**Data for review**
┄┄┄┄┄┄

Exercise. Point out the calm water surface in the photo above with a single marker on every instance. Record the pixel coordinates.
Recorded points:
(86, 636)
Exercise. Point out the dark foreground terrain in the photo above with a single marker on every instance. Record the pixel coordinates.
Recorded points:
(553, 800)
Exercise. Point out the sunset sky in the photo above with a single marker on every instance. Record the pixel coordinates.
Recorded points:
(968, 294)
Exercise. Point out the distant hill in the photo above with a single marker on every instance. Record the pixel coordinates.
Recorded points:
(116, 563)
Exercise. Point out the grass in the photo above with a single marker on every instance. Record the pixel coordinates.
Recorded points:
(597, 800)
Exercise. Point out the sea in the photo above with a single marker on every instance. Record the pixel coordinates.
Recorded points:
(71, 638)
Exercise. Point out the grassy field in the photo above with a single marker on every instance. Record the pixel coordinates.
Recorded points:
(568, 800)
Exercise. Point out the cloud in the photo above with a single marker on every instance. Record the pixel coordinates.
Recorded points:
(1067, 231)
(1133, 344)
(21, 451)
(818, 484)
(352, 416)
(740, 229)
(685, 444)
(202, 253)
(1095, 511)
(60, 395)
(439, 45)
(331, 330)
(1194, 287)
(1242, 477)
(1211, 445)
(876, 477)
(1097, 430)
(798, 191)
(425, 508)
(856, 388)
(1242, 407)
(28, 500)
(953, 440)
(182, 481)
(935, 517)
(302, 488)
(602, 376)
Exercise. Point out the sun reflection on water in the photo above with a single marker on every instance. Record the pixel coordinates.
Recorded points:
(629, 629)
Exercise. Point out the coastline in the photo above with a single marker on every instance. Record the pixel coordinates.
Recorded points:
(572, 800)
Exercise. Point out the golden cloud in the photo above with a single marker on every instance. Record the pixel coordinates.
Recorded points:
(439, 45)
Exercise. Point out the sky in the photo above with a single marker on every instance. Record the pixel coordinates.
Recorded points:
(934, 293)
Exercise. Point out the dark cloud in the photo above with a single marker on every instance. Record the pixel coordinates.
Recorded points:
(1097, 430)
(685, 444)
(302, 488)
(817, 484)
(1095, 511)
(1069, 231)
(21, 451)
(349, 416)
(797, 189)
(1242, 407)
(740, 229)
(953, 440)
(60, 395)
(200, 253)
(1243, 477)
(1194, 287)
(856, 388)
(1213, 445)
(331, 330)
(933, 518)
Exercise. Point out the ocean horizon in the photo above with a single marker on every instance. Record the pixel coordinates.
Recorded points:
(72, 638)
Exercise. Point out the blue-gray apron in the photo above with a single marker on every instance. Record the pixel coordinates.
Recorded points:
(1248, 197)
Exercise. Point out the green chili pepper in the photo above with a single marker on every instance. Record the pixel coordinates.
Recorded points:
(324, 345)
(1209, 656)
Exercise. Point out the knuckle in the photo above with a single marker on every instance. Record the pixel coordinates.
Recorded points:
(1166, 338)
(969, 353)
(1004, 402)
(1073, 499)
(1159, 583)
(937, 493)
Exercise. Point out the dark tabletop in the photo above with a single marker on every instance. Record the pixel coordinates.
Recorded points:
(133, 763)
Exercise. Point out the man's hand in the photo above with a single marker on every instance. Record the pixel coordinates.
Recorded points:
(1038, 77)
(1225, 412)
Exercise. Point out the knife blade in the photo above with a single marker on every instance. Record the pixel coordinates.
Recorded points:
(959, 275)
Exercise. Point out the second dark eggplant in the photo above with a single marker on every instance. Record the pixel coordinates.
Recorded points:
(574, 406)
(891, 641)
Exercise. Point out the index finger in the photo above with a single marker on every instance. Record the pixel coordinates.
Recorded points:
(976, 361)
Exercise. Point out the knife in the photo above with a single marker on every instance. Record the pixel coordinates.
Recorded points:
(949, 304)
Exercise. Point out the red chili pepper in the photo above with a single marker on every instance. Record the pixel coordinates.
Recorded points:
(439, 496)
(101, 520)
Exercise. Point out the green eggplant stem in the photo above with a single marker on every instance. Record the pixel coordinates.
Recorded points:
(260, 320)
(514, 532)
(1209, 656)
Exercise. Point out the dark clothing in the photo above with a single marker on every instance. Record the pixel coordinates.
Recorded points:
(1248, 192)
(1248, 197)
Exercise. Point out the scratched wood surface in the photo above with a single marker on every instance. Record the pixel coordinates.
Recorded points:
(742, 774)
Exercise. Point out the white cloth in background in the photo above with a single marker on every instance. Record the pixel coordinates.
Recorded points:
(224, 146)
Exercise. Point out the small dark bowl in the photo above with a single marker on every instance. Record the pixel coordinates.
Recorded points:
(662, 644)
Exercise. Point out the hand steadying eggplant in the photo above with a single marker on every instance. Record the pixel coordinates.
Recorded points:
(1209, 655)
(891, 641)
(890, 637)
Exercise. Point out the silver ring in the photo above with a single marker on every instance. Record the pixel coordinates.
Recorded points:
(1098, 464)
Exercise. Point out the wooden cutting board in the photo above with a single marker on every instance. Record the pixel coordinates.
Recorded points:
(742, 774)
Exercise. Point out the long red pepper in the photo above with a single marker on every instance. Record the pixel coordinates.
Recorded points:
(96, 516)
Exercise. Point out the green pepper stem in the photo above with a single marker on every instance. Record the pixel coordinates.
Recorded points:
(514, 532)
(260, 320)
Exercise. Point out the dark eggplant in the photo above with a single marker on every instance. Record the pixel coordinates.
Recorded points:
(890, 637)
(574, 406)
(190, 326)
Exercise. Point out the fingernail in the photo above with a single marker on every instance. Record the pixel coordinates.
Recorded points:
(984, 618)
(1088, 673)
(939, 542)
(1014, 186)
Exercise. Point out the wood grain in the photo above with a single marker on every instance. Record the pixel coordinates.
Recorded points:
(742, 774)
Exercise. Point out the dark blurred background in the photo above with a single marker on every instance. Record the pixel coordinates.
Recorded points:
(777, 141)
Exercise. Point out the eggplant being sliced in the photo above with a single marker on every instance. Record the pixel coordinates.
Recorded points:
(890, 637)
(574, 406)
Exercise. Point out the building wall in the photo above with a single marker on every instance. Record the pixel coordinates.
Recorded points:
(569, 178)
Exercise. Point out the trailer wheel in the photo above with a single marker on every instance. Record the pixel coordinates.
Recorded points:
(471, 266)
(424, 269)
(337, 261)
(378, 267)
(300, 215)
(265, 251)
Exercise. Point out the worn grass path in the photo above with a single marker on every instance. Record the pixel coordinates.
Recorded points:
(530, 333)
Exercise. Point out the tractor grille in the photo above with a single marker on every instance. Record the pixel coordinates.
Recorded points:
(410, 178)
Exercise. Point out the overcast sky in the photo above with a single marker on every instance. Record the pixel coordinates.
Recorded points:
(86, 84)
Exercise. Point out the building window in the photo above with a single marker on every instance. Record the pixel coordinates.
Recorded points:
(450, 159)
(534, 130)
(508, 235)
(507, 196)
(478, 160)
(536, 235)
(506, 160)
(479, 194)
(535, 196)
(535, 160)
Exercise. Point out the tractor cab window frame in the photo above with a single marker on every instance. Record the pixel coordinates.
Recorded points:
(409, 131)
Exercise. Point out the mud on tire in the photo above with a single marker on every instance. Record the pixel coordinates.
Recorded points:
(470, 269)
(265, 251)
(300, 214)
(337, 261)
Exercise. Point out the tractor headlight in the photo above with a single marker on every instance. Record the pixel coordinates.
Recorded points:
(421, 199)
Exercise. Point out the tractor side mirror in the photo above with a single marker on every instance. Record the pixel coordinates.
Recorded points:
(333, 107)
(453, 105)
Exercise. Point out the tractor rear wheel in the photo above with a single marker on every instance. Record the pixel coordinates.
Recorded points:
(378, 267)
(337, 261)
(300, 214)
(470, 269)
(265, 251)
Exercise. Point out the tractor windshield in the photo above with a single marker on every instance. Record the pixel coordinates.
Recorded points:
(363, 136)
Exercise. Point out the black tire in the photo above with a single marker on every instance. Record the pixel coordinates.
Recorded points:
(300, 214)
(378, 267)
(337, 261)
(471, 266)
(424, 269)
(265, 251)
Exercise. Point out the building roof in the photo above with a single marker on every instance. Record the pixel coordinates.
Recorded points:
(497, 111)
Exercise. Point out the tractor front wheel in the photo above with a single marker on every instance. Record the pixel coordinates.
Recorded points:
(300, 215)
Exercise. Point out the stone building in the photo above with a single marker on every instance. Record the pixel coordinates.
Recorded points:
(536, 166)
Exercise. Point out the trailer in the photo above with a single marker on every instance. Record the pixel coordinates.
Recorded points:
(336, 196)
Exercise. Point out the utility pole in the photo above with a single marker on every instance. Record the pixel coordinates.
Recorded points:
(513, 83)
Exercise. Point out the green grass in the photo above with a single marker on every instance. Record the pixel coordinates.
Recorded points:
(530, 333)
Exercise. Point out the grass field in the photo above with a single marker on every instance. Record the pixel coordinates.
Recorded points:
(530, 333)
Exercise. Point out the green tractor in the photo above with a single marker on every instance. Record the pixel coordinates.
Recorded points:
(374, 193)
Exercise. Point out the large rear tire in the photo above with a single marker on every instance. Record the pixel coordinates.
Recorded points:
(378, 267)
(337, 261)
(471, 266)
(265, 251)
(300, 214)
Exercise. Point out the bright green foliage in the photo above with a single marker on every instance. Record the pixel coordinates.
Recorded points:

┄┄┄┄┄┄

**Your goal**
Among the lines above, find those containing the word "rear" and copy each.

**Output for this task**
Exercise. Point out the tractor rear wheel in the photo above with a single marker on every instance. Record the pixel coordinates.
Exercise. Point out the large rear tire in the photo above with a single marker on every instance. Record the pixel coordinates.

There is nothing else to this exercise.